Required work | From the material below, reproduce verbatim every line from the one containing "Placement rule: one point per instance of the rear wheel, set" through the one containing "column 227, row 68", including both.

Point labeling examples |
/---
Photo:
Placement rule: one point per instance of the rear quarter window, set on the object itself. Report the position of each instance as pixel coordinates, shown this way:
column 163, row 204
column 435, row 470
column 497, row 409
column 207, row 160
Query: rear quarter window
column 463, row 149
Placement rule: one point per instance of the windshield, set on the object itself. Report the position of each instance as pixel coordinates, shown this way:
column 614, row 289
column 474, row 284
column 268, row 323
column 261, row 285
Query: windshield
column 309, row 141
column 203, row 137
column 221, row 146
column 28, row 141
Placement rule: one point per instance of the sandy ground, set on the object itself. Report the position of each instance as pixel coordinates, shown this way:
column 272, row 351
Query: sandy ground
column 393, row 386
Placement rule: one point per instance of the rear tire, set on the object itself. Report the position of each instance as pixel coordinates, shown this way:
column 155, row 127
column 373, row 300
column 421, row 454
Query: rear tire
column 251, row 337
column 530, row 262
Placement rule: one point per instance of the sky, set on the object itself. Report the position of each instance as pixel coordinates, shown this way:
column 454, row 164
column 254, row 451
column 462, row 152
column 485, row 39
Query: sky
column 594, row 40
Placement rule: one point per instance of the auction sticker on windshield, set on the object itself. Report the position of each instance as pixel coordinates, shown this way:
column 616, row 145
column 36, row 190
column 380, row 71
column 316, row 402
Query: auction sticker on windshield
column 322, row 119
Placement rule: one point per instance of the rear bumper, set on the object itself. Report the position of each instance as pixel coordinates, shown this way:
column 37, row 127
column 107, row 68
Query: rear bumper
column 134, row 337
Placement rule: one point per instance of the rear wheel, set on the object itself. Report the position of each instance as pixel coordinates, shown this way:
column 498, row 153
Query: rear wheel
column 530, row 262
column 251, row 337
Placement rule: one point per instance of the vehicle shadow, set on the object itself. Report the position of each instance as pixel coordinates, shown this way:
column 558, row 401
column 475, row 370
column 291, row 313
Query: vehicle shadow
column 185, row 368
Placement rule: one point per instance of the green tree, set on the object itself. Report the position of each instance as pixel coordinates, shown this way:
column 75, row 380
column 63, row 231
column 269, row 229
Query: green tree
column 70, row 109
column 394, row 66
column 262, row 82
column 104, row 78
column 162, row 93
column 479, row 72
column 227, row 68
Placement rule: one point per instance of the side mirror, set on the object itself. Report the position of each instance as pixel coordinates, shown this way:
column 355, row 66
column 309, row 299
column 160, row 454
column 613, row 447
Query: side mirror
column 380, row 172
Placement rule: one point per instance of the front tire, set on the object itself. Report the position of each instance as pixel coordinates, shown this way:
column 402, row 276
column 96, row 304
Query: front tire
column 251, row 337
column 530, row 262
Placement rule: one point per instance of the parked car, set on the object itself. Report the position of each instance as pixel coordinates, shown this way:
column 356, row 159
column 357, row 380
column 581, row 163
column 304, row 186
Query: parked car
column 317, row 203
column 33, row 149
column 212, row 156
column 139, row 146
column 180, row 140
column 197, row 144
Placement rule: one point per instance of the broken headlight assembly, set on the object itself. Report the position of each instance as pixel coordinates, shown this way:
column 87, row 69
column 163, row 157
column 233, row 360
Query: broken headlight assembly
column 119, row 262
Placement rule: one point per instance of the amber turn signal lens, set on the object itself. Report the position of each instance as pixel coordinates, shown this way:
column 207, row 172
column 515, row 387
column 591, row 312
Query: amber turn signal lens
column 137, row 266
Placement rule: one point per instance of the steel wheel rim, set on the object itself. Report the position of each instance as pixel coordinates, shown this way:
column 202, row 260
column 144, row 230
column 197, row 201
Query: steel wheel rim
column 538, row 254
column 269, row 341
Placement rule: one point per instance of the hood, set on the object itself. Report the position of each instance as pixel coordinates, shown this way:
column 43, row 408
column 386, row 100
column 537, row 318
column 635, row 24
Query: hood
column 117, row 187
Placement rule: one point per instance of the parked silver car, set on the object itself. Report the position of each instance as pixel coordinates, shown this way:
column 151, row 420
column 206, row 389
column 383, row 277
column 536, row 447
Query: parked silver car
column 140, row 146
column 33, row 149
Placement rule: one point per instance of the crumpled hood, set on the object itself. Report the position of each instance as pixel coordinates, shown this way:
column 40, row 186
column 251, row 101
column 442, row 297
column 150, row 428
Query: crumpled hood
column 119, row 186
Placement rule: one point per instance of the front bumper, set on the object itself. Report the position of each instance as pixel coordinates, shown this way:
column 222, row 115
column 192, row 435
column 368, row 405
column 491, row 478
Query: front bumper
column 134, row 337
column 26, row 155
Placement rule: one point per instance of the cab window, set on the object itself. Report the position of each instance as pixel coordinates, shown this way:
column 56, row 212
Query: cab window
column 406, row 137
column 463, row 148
\---
Answer |
Placement rule: one point per instance of the rear wheel, set on the object itself. Report the position of each instance as pixel coordinates, shown this way:
column 498, row 153
Query: rear wheel
column 530, row 262
column 251, row 337
Placement rule: one point per instance of the vehicle shadow, set on the object itself. Report the position of each instance as pixel coordinates, shown this way:
column 558, row 401
column 475, row 370
column 291, row 313
Query: vehicle shadow
column 185, row 368
Placement rule: one point per instance of the green tree, set on the object itself. Report the position of each instance as pixel coordinates, shown this way:
column 75, row 380
column 63, row 231
column 269, row 229
Query: green tree
column 70, row 109
column 394, row 66
column 262, row 82
column 104, row 78
column 162, row 93
column 479, row 72
column 227, row 68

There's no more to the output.